• _What you should do_: According to the material-score question below, why does the team want to use an existing tool to calculate a material score? Answer in one to three sentences.

• _Provided text_:
=======

## **Q#** How can I calculate a score based on the materials? *(Jasmine)*

### Qualitative:
#### Problem -
- We have extracted the materials from 30 brands, how do we automatically calculate a score for the materials?
- Is there a tool that exists that can calculate a score for materials?
#### Hypothesis & Assumptions -
- I am assuming that there are existing tools that can help calculate a sustainability score for materials.
#### Context, Motivation & Rationale -
- We want to use the materials used to make clothing and products pulled from webscraped brands to make a material score that will go into our overall sustainability score.
- By using an existing tool we do not need to dive deeper into the research that goes into calculating a material score and can focus on data collection and data science processes, as well as, building our tool.
#### Definitions, Data, and Methods -
- [Material Score Calculator](https://www.selflessclothes.com/blog/sustainability-calculator/) - We were able to find this material score calculator that can be used to input materials and their percentages for a score based on the Higg Materials Sustainability Index (Higg MSI).

=======

[Data items]
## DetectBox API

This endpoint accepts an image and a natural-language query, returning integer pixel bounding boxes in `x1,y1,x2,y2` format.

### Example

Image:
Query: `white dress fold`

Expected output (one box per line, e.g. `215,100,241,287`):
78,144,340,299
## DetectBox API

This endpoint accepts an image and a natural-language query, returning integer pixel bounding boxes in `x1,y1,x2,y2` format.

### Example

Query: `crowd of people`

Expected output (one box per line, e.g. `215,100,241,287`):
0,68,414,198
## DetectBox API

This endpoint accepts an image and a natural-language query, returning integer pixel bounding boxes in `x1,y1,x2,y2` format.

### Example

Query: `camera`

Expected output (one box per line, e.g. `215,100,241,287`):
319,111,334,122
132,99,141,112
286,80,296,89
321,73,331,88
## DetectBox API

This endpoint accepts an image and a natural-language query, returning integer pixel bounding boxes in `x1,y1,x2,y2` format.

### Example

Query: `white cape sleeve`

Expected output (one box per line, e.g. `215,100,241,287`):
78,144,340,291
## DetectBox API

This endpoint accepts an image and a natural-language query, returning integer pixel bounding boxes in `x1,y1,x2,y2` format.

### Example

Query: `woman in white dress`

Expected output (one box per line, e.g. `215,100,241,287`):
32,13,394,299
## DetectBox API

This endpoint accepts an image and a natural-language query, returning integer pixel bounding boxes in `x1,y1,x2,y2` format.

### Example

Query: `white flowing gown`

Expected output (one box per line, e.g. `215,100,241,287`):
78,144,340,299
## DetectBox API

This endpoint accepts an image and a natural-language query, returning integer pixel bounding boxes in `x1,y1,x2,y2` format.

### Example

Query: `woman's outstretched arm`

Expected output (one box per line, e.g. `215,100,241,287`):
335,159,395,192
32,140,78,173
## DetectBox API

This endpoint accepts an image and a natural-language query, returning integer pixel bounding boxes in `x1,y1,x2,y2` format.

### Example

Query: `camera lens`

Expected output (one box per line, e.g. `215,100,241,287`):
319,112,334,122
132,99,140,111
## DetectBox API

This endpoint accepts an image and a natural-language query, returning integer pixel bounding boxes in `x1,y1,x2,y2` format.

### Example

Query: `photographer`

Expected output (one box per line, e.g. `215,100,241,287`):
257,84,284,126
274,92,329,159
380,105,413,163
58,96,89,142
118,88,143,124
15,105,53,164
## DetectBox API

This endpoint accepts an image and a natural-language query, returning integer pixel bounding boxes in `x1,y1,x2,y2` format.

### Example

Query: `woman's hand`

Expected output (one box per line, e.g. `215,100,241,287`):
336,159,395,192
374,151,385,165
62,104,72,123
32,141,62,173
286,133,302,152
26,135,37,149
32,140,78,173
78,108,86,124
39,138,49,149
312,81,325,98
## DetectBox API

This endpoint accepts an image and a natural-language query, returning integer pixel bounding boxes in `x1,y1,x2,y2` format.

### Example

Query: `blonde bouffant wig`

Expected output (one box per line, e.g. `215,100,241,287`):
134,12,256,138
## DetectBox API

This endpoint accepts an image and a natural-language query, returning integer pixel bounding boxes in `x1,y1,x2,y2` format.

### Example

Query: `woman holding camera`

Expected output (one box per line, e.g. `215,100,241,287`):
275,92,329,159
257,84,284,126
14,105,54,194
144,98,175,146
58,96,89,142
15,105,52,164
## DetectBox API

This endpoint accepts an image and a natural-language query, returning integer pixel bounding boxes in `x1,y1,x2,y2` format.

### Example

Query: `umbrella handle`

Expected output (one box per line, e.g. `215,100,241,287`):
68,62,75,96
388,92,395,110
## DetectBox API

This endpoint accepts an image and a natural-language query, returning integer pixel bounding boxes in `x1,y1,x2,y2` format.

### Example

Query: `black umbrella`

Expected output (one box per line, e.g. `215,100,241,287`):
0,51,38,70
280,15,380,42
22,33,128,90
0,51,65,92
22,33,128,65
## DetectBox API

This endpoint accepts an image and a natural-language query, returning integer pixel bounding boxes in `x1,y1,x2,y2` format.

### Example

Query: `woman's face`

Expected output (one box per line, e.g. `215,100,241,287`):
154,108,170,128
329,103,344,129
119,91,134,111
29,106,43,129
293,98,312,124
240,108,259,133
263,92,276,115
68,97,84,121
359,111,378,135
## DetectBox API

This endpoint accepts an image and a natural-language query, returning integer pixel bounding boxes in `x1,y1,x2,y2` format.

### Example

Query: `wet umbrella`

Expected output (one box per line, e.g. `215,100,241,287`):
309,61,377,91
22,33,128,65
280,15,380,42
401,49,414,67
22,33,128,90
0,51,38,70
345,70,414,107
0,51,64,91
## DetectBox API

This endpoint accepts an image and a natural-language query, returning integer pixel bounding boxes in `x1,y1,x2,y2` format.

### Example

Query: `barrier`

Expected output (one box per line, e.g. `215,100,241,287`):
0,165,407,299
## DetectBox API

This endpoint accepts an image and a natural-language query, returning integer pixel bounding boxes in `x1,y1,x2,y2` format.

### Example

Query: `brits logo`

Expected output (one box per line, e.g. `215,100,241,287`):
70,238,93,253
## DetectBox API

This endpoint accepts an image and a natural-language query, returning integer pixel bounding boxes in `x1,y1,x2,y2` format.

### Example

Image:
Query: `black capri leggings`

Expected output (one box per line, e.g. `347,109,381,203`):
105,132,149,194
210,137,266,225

=======

• _Task answer_: Using an existing tool means the team does not have to research in depth how a material score is calculated. They can then focus on data collection, data science processes, and building their own tool.